» **Consegna esercizio A**:
Riporta dal testo su Marino Piazzolla il passo che va da "Marino Piazzolla è" fino a "loro naturali confini." incluso.
» **Consegna esercizio B**:
Rispondi alle domande seguenti in base al testo su Marino Piazzolla.
(i) Tra quali due poli è sospeso il cammino poetico di Piazzolla?
(ii) Quali autori sono citati come esempio dei versanti letterari osservati da Piazzolla?
(iii) In che cosa è particolarmente evidente il suo mondo interiore?
» **Consegna esercizio C**:
Riprendi il testo su Marino Piazzolla e proseguilo dopo l'ultima frase riportata.

L'esperienza poetica di
Marino Piazzolla si condensa in un cammino denso e particolare, sospeso com'è
tra ricerca personale e originalissima e un riferimento alla poesia lirica più
tradizionale ma anch'essa determinata a cercare nuove forme ed a esplorare ogni
possibilità percettiva delle parole.
Marino Piazzolla è stato fine
critico e attento osservatore di quei versanti letterari (basti pensare agli
autori francesi) che si sono spinti ben oltre i loro naturali confini.
Il suo mondo interiore,
particolarmente evidente nelle sue liriche, viene così trasfigurato in una
versificazione che risulta intima ma estremamente curata nelle forme, incline a
non disdegnare un certo sperimentalismo, mai troppo evidente ma venatura
consapevole del proprio corpo poetico.

» **Estratto dati**:

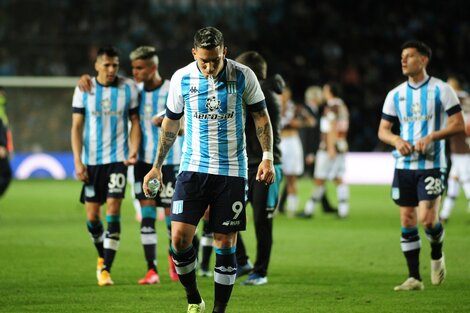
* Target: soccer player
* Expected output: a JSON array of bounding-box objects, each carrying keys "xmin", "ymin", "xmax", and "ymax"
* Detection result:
[
  {"xmin": 378, "ymin": 40, "xmax": 464, "ymax": 291},
  {"xmin": 79, "ymin": 46, "xmax": 184, "ymax": 284},
  {"xmin": 0, "ymin": 87, "xmax": 13, "ymax": 197},
  {"xmin": 439, "ymin": 77, "xmax": 470, "ymax": 222},
  {"xmin": 144, "ymin": 27, "xmax": 275, "ymax": 313},
  {"xmin": 130, "ymin": 46, "xmax": 183, "ymax": 284},
  {"xmin": 235, "ymin": 51, "xmax": 285, "ymax": 286},
  {"xmin": 281, "ymin": 87, "xmax": 315, "ymax": 217},
  {"xmin": 71, "ymin": 47, "xmax": 140, "ymax": 286},
  {"xmin": 303, "ymin": 82, "xmax": 349, "ymax": 218}
]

» **Soluzione esercizio A**:
Marino Piazzolla è stato fine
critico e attento osservatore di quei versanti letterari (basti pensare agli
autori francesi) che si sono spinti ben oltre i loro naturali confini.

» **Soluzione esercizio B**:
(i) Tra una ricerca personale e originalissima e un riferimento alla poesia lirica più tradizionale.
(ii) Gli autori francesi.
(iii) Nelle sue liriche.

» **Soluzione esercizio C**:
Così il tema dell'assenza e
della morte diventa strumento per attraversare in poesia il proprio vissuto
senza scadere in una prolissità dolorosa; il linguaggio di Piazzolla esclude un
fine ultimo di redenzione trasferendo ogni possibile rifugio nella dimensione
stessa del verso, un verso conciso e ricco di immagini che ne costituiscono
forse la maggiore ricchezza.
“ci son voluti
millenni | per fare secca la porta | e fermare le foglie | nell'aria di creta”: il
poeta incide nella carta un'immagine di granito, infinita.
Nelle raccolte inserite del
libro, spicca anche la presenza di interventi critici di sicuro spessore che
commentano singoli testi di Piazzolla.
Particolare importante, visto
anche una certa incomprensibile cecità rispetto al ruolo del poeta nella poesia
italiana del '900.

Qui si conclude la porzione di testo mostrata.